> **引用段落**

# # # # #

Posted by lunch at 2008-11-28 20:14:00 and last updated at 2008-11-29 12:44:15 
#include <cstdio>
#include <cmath>
#include <algorithm>
using namespace std;
const int SIZE = 5010;
const double PI = acos(-1.0);
const double PI2 = PI * 2;
// 保存每一个点
struct Point
{
    // 计算到原点的距离
    void CalDist(int x, int y)
    {
        dist = sqrt(double(x * x + y * y));
    }
    // 计算与 x 轴正方向的夹角
    void CalThet(int x, int y)
    {
        thet = acos((double)x / dist);
        if (y < 0)
            thet = PI2 - thet;
    }
    // 与 x 轴正方向的夹角,到原点的距离
    double thet, dist;
}pnt[SIZE * 3];
int n, n2, n3;
int k;
// 存储 k*2-1 个备选点
int candi[SIZE * 2];
bool Cmp(Point a, Point b)
{
    if (a.thet == b.thet)
        return a.dist > b.dist;
    return a.thet < b.thet;
}
void Solve()
{
    // 如果直接可以判定出来
    if (k <= 1) {
        puts("0.00");
        // 跳过输入数据
        while (n--)

# # # # #

> **数据行**
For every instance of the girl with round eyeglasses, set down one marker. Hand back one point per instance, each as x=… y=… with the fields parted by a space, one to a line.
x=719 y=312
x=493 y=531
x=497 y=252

# # # # #

> **任务要求**
接着上面那段按极角和距离处理点的 C++ 代码往下写，从它最后一行之后开始。

> **答案**
            scanf("%*d%*d");
        return;
    }
    int i, j;
    int x, y;
    // 读入数据,并计算距离和夹角
    for (i = 0; i < n; ++i) {
        scanf("%d%d", &x, &y);
        pnt[i].CalDist(x, y);
        pnt[i].CalThet(x, y);
    }
    // 按照夹角排序
    sort(pnt, pnt + n, Cmp);
    // n 的 2 倍
    n2 = n << 1;
    // n 的 3 倍
    n3 = n2 + n;
    // 为了便于处理,在原来的数据左侧和右侧各放 n 个排好序的数据,只是角度有所变动
    memcpy(pnt + n, pnt, n * sizeof(Point));
    for (i = n; i < n2; ++i)
        pnt[i].thet += PI2;
    memcpy(pnt + n2, pnt + n, n * sizeof(Point));
    for (i = n2; i < n3; ++i)
        pnt[i].thet += PI2;
    int l, r;
    int lLmt, rLmt;
    int distMid;
    int distMid_sqr;
    int noLonger;
    int k_;
    double area;
    double minArea = 1e20;
    // 枚举一个点,取其到原点的距离作为此次枚举出的扇形的半径,从其两边各选取 k-1 个到原点不大于其距离的点
    for (i = n; i < n2; ++i) {
        distMid = pnt[i].dist;
        distMid_sqr = distMid * distMid;

        // 选取左边的 k-1 个点
        k_ = k;
        // 下标的下界
        lLmt = i - n;
        // 记录已有点的个数
        noLonger = 1;
        for (l = i - 1; l > lLmt && noLonger != k; --l) {
            // 找到了这样的一个点
            if (pnt[l].dist <= distMid) {
                ++noLonger;
                candi[--k_] = l;
            }
            // 找够 k 个,则退出
            if (noLonger == k)
                break;
        }
        if (noLonger != k)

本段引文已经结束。